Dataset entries
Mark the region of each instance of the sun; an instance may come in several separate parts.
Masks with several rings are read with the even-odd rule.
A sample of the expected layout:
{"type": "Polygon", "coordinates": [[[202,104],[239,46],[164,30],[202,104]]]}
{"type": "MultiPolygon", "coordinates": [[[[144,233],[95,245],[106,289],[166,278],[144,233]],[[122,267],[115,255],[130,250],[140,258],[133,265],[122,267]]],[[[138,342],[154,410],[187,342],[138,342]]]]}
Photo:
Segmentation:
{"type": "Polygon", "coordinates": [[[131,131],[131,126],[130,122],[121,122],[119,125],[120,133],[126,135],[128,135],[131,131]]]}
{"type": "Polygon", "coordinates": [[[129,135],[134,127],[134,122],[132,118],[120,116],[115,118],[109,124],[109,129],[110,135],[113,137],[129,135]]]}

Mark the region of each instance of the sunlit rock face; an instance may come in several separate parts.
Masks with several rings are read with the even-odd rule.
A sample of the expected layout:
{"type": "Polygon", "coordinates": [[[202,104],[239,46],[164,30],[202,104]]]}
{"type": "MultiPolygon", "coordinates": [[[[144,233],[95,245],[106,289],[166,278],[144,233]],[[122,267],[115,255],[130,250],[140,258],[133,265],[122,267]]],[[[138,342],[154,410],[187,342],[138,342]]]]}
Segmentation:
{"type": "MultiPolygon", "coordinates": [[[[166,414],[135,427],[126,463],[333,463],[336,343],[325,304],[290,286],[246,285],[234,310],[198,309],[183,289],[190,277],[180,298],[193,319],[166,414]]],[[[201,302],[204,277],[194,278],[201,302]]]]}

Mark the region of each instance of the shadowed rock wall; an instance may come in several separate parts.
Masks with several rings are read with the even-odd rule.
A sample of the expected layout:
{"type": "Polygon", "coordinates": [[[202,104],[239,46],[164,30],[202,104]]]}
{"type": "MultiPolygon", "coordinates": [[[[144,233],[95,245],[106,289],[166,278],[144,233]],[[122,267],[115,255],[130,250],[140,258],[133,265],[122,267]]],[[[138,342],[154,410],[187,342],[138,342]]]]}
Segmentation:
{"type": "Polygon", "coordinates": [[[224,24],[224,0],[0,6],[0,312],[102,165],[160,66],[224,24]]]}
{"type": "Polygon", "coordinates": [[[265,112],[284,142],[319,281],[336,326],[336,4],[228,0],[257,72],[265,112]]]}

* **WHAT YOU WILL DO**
Render every line of the rows above as a Markdown table with two columns, No. and Line, numbering the lines in order and skipping any blank ones.

* **TASK RESULT**
| No. | Line |
|---|---|
| 1 | Mark the region of each instance of the sun; an instance may come in several separate parts. |
| 2 | Masks with several rings are read with the even-odd rule. |
| 3 | A sample of the expected layout: |
| 4 | {"type": "Polygon", "coordinates": [[[202,104],[239,46],[164,30],[202,104]]]} |
| 5 | {"type": "MultiPolygon", "coordinates": [[[[144,233],[95,245],[106,289],[166,278],[144,233]],[[122,267],[115,255],[130,250],[140,258],[133,265],[122,267]]],[[[138,342],[154,410],[187,342],[138,342]]]]} |
| 6 | Photo: |
| 7 | Segmentation: |
| 8 | {"type": "Polygon", "coordinates": [[[131,131],[131,126],[130,122],[121,122],[119,125],[120,133],[126,135],[128,135],[131,131]]]} |
| 9 | {"type": "Polygon", "coordinates": [[[129,135],[134,127],[134,122],[132,118],[120,116],[115,118],[109,124],[109,129],[110,135],[113,137],[129,135]]]} |
| 10 | Mark the region of each instance of the sunlit rock face; an instance may come in several separate parts. |
| 11 | Masks with several rings are read with the even-odd rule. |
| 12 | A sample of the expected layout: |
| 13 | {"type": "Polygon", "coordinates": [[[202,104],[239,46],[164,30],[202,104]]]} |
| 14 | {"type": "MultiPolygon", "coordinates": [[[[144,233],[95,245],[106,289],[166,278],[144,233]],[[122,267],[115,255],[130,250],[140,258],[133,265],[122,267]]],[[[138,342],[154,410],[187,342],[138,342]]]]} |
| 15 | Segmentation: |
| 16 | {"type": "MultiPolygon", "coordinates": [[[[166,414],[135,427],[126,463],[333,463],[336,343],[325,304],[290,286],[246,285],[234,310],[198,309],[183,289],[190,277],[180,298],[193,319],[166,414]]],[[[201,302],[204,277],[194,278],[201,302]]]]} |
| 17 | Mark the region of each instance of the shadowed rock wall; an instance may come in several separate parts. |
| 18 | Masks with several rings are read with the even-odd rule. |
| 19 | A sample of the expected layout: |
| 20 | {"type": "Polygon", "coordinates": [[[202,104],[239,46],[164,30],[202,104]]]} |
| 21 | {"type": "MultiPolygon", "coordinates": [[[[144,233],[95,245],[106,289],[166,278],[144,233]],[[122,267],[115,255],[130,250],[140,258],[133,265],[122,267]]],[[[138,342],[154,410],[187,342],[138,342]]]]} |
| 22 | Segmentation: |
| 23 | {"type": "Polygon", "coordinates": [[[224,24],[224,0],[0,6],[0,312],[102,165],[160,66],[224,24]]]} |
| 24 | {"type": "Polygon", "coordinates": [[[265,112],[284,142],[319,281],[336,326],[336,4],[228,0],[257,72],[265,112]]]} |